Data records
*** Begin section ***

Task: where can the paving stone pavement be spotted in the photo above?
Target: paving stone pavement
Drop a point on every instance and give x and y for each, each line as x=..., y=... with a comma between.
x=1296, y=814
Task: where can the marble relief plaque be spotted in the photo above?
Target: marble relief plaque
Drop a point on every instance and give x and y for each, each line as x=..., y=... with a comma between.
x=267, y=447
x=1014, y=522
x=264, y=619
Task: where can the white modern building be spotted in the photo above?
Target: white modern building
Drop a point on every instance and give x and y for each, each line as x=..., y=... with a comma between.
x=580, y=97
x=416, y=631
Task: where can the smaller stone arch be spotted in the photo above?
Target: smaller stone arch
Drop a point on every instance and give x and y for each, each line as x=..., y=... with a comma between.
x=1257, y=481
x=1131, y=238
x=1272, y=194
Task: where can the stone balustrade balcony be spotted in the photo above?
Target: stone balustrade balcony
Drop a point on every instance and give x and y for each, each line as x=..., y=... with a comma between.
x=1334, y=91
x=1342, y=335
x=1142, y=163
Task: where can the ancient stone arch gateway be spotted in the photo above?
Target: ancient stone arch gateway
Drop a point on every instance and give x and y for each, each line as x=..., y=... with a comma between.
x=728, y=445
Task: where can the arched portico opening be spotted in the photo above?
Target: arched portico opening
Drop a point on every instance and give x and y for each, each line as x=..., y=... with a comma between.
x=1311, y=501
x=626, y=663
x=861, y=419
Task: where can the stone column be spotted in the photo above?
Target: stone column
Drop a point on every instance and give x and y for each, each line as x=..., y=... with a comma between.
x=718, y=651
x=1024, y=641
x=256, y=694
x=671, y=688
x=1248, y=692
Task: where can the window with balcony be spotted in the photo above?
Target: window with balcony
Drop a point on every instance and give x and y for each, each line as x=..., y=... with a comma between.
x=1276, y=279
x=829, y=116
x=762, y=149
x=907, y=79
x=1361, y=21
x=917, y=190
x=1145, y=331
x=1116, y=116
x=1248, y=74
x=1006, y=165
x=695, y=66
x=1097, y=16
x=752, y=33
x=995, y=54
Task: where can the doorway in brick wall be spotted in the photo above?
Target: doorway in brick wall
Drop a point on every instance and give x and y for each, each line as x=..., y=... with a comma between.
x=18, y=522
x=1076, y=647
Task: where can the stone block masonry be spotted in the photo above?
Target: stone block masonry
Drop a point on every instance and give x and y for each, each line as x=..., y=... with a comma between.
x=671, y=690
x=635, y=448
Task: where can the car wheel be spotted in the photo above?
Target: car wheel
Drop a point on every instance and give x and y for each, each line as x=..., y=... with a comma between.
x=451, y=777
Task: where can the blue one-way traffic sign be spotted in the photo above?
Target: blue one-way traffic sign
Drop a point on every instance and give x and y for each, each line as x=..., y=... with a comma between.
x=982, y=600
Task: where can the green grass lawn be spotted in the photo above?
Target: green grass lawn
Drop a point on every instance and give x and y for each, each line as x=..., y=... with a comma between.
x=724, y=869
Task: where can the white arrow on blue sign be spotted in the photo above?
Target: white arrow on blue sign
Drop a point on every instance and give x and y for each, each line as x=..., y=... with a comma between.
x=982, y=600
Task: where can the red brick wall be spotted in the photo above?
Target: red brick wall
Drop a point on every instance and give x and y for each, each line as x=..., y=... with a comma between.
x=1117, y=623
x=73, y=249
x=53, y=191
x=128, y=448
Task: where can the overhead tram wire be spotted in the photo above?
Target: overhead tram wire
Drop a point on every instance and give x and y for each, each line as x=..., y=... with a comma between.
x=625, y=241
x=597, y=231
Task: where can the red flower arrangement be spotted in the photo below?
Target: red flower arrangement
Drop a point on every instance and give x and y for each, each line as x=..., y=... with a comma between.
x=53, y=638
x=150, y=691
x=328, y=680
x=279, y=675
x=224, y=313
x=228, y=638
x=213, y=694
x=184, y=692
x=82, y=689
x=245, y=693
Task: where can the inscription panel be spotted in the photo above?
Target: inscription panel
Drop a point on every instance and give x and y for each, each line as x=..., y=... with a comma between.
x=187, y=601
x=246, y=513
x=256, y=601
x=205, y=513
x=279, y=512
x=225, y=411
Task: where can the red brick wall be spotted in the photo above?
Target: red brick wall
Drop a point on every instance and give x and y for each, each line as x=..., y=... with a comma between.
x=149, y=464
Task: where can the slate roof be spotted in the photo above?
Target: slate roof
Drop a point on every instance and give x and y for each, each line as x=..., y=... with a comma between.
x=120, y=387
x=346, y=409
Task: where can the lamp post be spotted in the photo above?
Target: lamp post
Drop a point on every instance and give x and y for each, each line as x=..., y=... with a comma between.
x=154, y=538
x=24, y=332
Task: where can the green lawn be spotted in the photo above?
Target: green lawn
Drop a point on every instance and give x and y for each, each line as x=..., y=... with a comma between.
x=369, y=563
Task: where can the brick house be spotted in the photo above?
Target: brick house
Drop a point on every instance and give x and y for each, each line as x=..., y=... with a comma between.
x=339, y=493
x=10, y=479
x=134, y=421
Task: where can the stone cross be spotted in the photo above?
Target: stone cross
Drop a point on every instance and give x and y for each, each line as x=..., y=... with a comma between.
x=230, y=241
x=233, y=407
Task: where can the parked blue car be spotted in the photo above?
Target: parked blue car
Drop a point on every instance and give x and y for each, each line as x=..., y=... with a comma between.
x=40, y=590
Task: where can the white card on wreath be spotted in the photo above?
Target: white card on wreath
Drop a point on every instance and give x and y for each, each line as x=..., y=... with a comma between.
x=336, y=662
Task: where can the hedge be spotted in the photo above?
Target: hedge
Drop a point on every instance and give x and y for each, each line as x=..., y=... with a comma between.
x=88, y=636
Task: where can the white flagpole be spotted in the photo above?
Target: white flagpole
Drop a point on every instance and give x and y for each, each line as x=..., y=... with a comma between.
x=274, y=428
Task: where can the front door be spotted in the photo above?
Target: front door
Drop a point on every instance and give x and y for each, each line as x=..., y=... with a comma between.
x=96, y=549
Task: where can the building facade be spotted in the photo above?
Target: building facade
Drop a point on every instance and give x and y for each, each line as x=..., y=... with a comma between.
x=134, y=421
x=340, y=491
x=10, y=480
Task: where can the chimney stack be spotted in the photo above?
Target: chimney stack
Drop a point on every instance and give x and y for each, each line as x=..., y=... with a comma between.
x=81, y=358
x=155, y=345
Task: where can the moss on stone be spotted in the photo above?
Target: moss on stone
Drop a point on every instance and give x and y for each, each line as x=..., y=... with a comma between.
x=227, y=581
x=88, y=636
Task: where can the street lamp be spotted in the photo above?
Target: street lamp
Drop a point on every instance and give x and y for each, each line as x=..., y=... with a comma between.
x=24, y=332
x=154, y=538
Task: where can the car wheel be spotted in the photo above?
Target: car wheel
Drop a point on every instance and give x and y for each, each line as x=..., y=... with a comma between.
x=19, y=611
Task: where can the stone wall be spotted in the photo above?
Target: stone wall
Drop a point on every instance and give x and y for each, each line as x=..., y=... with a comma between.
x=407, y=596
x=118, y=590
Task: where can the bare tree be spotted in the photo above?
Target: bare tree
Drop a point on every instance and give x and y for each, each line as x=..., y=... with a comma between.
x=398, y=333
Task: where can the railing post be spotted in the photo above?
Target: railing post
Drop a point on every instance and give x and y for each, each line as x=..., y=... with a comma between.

*** End section ***

• Task brief:
From the data above, output exactly the lines between the one containing "Target: inscription panel" and the one containing "Target: stone cross", counting both of them.

• Exercise solution:
Target: inscription panel
Drop a point on every instance and give x and y for each, each line as x=..., y=... with a comma between.
x=187, y=601
x=246, y=513
x=256, y=601
x=205, y=513
x=279, y=512
x=225, y=411
Task: where can the red brick wall be spotted in the photo above?
Target: red brick wall
Drop a point on every instance and give x and y for each, each line as x=..., y=... with a comma between.
x=149, y=464
Task: where can the slate roof be spotted in the photo above?
Target: slate roof
Drop a point on every instance and give x and y for each, each line as x=..., y=... with a comma between.
x=120, y=387
x=346, y=409
Task: where can the lamp post be spotted in the photo above?
Target: lamp post
Drop a point on every instance and give x and y for each, each line as x=..., y=... with a comma between.
x=154, y=538
x=24, y=332
Task: where can the green lawn be spotted in the photo above?
Target: green lawn
Drop a point on every instance and give x and y for each, each line as x=..., y=... with a comma between.
x=369, y=563
Task: where can the brick house be spotted in the photo above?
Target: brick house
Drop a point on every instance and give x and y for each, each line as x=..., y=... with a comma between.
x=339, y=493
x=10, y=479
x=134, y=421
Task: where can the stone cross be spotted in the photo above?
Target: stone cross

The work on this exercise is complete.